= Exercise directions =
Would you reproduce exactly the lines below from the one holding "column 14, row 179" through the one holding "column 400, row 239", inclusive, and no others?

=== Data ===

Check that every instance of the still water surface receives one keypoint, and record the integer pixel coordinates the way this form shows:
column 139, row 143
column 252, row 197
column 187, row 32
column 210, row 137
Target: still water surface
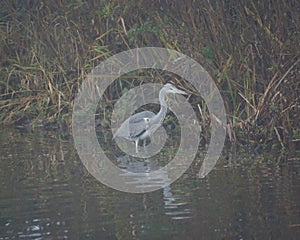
column 46, row 193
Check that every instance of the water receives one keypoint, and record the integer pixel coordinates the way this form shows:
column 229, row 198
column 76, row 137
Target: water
column 46, row 193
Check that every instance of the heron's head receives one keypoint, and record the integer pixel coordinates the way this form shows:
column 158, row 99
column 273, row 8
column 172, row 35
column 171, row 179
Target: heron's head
column 170, row 88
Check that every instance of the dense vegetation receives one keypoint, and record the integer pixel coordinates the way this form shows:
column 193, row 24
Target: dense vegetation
column 251, row 48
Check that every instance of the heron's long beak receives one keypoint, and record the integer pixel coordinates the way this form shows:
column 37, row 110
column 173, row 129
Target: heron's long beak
column 180, row 92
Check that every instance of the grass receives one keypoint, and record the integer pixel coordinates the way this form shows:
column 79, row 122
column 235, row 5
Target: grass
column 250, row 48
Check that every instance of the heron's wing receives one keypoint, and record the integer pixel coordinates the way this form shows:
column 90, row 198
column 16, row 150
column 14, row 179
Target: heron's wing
column 137, row 123
column 134, row 126
column 138, row 117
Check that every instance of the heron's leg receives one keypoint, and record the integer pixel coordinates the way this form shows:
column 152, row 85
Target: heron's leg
column 137, row 146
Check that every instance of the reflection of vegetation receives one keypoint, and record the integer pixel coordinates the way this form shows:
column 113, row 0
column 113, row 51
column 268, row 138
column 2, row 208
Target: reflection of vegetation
column 253, row 54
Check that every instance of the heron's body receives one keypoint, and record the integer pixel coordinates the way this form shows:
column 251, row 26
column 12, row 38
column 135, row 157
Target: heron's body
column 142, row 125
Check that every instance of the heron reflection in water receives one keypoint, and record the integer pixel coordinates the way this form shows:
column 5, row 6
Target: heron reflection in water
column 142, row 125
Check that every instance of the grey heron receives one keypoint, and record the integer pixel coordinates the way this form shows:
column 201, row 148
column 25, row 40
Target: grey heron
column 142, row 125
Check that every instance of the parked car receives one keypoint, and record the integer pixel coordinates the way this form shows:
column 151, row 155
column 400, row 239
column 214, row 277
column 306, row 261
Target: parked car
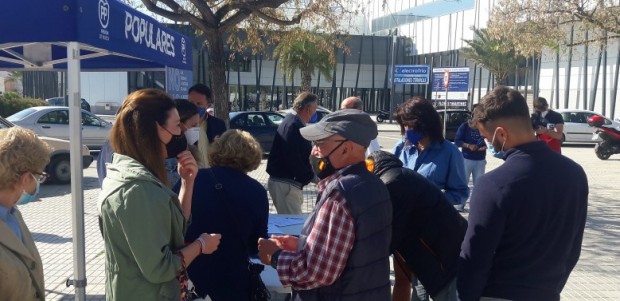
column 64, row 102
column 320, row 112
column 262, row 125
column 59, row 167
column 54, row 122
column 456, row 117
column 576, row 128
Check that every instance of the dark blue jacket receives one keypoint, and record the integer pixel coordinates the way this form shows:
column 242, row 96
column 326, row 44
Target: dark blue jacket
column 525, row 228
column 290, row 152
column 465, row 134
column 366, row 274
column 426, row 229
column 224, row 274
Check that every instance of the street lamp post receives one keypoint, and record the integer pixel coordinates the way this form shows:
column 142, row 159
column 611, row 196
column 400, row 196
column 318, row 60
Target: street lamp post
column 394, row 34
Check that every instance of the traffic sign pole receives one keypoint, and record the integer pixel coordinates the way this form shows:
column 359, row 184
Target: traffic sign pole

===

= Output for this task =
column 14, row 179
Target: heron's wing
column 137, row 123
column 134, row 126
column 138, row 117
Check that every instance of the heron's leg receives one keypoint, and record the integer pixel coordinates the way this form shows:
column 152, row 85
Target: heron's leg
column 137, row 146
Check that every instance of the reflection of vegetation receives one keypoint, and record the integer pixel coordinates the way this form shows:
column 113, row 0
column 113, row 51
column 268, row 138
column 2, row 208
Target: reflection of vegetation
column 253, row 54
Check that every instance of the heron's body receives one keypoint, and record the integer pixel coordinates the way this form shows:
column 251, row 26
column 12, row 38
column 135, row 157
Target: heron's body
column 142, row 125
Check that every instance of the heron reflection in water receives one keypoint, and record the integer pixel coordinates the way this form shows:
column 5, row 6
Target: heron reflection in water
column 142, row 125
Check that every instance of the grey heron receives one keypoint, and record the integer pixel coordinates the way this form shows:
column 201, row 148
column 25, row 40
Target: grey heron
column 142, row 125
Check that every instance of the parked car receives one keypoint, and record the integer pixel coordinates the way this form shows:
column 151, row 155
column 400, row 239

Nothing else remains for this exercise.